» AIM OF THE TASK: Each line of the material holding the word "jacket" must be identified and copied.

Segment Start: ENTRIES PROVIDED

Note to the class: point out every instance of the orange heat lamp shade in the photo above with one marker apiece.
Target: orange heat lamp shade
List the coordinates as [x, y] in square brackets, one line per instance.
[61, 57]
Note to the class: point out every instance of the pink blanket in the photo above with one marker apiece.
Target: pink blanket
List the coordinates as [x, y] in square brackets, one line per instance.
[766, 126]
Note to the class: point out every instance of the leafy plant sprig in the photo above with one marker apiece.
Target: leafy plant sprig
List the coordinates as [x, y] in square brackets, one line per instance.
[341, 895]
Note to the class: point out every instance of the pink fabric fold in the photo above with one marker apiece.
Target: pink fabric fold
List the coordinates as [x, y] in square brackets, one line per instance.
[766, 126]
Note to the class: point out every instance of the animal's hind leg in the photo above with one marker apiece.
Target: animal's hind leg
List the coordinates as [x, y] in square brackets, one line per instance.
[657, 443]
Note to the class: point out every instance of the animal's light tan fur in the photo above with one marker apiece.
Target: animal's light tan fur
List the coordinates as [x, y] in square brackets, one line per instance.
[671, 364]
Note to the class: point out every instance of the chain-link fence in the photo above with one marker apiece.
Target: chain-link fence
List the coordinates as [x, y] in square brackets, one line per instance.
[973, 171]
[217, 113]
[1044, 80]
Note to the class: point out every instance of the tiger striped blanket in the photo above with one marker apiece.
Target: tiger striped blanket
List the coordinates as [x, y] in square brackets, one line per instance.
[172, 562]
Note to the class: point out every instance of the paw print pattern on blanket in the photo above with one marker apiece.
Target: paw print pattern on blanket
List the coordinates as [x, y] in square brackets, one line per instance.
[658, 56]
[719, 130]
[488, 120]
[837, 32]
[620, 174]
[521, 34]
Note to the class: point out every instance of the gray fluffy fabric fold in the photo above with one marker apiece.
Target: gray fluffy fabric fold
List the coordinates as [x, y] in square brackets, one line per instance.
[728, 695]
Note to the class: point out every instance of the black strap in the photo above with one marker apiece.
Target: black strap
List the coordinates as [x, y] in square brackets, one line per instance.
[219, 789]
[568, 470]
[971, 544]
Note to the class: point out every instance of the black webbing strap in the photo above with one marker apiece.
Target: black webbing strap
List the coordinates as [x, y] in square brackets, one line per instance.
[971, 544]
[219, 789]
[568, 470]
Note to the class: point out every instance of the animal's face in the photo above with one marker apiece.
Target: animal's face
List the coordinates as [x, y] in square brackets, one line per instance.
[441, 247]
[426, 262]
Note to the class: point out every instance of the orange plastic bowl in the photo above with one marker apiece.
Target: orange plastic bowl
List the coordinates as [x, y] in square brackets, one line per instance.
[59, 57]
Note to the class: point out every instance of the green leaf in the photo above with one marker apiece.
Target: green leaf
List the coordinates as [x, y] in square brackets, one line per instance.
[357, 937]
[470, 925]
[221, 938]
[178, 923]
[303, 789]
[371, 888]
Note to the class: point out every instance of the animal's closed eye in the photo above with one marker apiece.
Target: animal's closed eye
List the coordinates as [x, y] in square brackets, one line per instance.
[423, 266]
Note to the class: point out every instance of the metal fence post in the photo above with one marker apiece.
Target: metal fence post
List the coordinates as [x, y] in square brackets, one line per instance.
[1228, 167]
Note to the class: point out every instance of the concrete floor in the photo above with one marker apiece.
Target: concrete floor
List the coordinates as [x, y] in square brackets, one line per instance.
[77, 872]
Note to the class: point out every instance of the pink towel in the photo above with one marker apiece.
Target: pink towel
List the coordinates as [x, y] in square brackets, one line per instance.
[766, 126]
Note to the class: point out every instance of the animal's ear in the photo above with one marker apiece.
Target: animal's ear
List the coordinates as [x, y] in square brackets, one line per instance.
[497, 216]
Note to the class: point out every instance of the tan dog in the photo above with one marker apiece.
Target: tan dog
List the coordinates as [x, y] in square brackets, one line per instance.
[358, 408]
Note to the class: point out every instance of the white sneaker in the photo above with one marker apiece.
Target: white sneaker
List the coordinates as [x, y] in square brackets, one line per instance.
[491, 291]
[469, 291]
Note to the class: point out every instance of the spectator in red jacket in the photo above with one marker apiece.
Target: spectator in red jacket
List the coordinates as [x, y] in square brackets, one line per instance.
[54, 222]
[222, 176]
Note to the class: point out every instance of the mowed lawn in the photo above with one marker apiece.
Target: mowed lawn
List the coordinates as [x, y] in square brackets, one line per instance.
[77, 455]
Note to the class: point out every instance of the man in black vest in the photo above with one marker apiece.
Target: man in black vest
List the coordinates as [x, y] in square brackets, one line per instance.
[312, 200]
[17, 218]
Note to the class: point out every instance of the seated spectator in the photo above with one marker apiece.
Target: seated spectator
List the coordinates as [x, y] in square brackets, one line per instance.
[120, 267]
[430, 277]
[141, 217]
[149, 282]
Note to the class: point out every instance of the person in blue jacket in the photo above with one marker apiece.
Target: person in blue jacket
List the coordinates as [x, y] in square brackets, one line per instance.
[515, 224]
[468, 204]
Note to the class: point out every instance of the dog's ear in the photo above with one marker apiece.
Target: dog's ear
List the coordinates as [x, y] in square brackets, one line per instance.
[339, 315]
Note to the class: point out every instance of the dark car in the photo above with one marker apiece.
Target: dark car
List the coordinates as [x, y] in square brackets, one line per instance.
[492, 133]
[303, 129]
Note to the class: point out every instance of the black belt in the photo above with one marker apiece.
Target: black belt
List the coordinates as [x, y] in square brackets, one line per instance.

Segment End: ENTRIES PROVIDED

» RESPONSE BELOW:
Note to the class: point out every instance of the spectator in red jacket in the photo above with one marker apiece.
Target: spectator in red jacket
Note to the class: point out every instance of the person in blue jacket in the photo above with one marker apiece.
Target: person in blue jacket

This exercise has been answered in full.